[Pointing and labeling rows]

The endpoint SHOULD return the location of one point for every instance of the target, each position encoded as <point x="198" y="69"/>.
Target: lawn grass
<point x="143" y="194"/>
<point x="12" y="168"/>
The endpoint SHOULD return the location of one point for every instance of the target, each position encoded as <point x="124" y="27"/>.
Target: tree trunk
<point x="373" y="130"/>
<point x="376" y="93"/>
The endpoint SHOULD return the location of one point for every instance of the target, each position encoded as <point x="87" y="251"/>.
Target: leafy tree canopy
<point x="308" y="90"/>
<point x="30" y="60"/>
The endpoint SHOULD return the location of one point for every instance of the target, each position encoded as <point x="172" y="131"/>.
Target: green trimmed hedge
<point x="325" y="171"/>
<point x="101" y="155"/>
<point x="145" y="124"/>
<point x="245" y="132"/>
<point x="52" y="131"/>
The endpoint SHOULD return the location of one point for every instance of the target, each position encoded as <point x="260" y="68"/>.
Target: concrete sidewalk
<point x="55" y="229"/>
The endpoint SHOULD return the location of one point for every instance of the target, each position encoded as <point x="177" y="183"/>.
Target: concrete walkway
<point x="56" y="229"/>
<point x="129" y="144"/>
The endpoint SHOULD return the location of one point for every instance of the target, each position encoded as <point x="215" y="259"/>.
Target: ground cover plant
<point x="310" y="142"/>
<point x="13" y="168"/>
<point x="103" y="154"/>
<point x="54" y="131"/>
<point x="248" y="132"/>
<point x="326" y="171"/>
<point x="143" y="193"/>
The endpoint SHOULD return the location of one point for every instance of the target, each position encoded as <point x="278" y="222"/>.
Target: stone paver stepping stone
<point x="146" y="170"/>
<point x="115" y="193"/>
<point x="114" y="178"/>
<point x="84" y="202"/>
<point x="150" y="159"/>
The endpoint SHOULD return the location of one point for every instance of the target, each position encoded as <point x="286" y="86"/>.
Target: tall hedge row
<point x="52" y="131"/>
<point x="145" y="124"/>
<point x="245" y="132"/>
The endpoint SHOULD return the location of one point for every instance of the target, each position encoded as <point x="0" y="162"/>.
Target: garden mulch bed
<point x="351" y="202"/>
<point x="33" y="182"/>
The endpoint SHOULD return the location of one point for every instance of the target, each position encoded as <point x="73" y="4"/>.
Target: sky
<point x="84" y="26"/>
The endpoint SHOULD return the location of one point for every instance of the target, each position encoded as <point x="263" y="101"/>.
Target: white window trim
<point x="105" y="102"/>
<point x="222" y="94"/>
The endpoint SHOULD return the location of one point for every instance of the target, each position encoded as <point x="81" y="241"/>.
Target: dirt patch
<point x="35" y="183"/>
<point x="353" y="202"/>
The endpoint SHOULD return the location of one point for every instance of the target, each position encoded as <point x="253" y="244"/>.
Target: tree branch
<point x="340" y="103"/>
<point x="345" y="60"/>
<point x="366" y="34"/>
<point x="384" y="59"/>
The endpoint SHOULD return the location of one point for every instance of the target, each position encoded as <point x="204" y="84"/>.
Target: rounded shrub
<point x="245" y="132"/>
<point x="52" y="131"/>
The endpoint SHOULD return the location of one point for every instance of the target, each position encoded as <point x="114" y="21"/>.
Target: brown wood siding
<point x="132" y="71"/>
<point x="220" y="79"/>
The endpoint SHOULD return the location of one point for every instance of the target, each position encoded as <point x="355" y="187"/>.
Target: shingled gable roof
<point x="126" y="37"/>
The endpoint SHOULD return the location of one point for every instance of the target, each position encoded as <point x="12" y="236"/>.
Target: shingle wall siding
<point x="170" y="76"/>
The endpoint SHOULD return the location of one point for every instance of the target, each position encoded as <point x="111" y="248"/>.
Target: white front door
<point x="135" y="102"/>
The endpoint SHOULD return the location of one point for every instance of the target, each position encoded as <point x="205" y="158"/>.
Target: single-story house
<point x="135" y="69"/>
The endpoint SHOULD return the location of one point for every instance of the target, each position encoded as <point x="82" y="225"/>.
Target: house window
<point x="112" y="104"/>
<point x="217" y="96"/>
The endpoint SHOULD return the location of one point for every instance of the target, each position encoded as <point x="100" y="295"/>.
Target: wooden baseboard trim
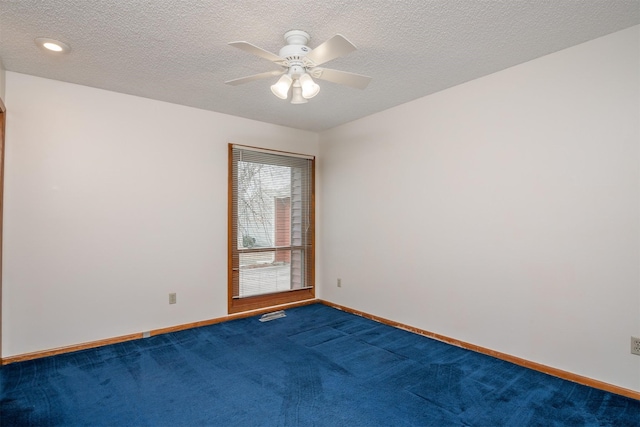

Problem:
How many lines in the rows above contain the string "white"? Case counts. Give only the number.

Solution for this exercise:
2